[Exercise goal]
Copy the data below exactly, from the line containing "Task: locate the white wall" through the line containing "x=117 y=377", including both of those lines.

[Pointing records]
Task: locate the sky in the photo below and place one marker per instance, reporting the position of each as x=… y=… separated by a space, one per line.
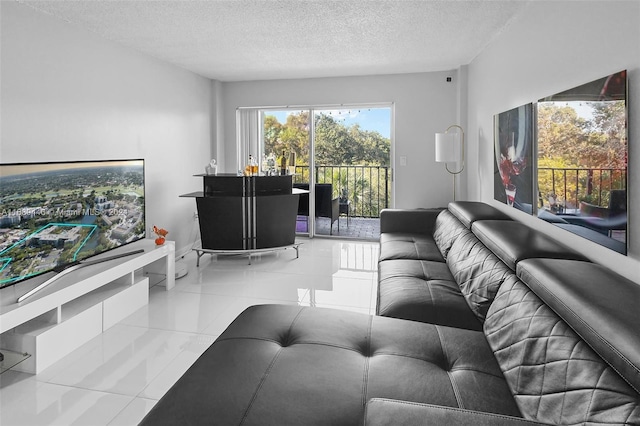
x=372 y=119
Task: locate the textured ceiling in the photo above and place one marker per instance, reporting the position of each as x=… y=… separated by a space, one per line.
x=271 y=39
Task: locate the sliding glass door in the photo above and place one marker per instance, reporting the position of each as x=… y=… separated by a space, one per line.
x=342 y=156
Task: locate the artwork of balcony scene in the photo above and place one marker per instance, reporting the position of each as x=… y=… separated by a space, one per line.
x=582 y=160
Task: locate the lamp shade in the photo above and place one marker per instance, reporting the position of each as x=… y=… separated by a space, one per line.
x=447 y=148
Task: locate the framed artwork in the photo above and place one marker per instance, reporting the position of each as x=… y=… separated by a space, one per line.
x=513 y=161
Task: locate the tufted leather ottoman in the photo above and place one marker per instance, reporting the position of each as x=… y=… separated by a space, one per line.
x=279 y=364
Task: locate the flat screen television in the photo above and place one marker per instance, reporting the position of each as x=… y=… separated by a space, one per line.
x=55 y=215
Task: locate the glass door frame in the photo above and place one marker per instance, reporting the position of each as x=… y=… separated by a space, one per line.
x=311 y=110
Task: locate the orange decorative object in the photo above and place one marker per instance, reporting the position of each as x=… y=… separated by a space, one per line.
x=161 y=234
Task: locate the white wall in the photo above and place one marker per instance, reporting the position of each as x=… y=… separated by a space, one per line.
x=68 y=94
x=425 y=103
x=550 y=47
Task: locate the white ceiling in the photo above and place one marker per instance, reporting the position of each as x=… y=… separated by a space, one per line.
x=236 y=40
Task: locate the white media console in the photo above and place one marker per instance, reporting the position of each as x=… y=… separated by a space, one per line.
x=80 y=305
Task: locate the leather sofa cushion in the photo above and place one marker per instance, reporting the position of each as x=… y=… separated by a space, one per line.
x=401 y=245
x=448 y=229
x=470 y=211
x=417 y=221
x=478 y=272
x=422 y=291
x=292 y=365
x=514 y=241
x=572 y=289
x=389 y=412
x=554 y=375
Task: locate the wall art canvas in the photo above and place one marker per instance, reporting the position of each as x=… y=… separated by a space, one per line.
x=513 y=165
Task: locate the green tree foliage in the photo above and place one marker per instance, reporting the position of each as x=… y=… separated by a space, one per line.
x=579 y=147
x=335 y=143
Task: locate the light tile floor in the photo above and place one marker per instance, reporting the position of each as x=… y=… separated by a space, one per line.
x=117 y=377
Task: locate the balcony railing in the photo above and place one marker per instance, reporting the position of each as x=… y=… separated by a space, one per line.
x=365 y=187
x=572 y=185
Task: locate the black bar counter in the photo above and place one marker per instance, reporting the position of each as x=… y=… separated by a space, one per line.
x=246 y=212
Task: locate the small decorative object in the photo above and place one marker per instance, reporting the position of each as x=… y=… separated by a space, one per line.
x=283 y=164
x=161 y=233
x=212 y=167
x=271 y=164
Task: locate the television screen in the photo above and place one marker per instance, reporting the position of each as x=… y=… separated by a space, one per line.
x=53 y=215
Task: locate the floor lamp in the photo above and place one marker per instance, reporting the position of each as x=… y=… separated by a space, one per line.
x=450 y=149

[Task response]
Task: locate the white wall in the photo above and place one marker per instance, reporting the position of each as x=… y=… separated by a space, one per line.
x=68 y=94
x=425 y=103
x=550 y=47
Task: locate the white ceiling in the photo above and place one marker per instance, reporting the position of each as x=… y=… separated by a space, one per line.
x=236 y=40
Task: locate the white media console in the photo above and place one marker per instance, reporting the position of each as x=… y=… separated by a space, one per line.
x=80 y=305
Task: locate the leather sofa cushion in the photo above and place one marker per instance, reporting the position of each as x=… y=… separated by a space, one per line.
x=401 y=245
x=448 y=229
x=470 y=211
x=417 y=221
x=478 y=272
x=422 y=291
x=292 y=365
x=514 y=241
x=572 y=289
x=389 y=412
x=554 y=375
Task: locate the wall art canvas in the photo above and place one marker per instance, reporting the position of each as x=… y=… separated by a space, one per line.
x=513 y=165
Task: locate the green tree foliage in the photo above and place one marker per instance, reporting the position of each as x=… y=… separated by a space, one per line.
x=579 y=147
x=335 y=143
Task: locate the light tile floor in the photo above and place one marker per instance, reporting the position of each as x=… y=… separated by a space, one per line.
x=117 y=377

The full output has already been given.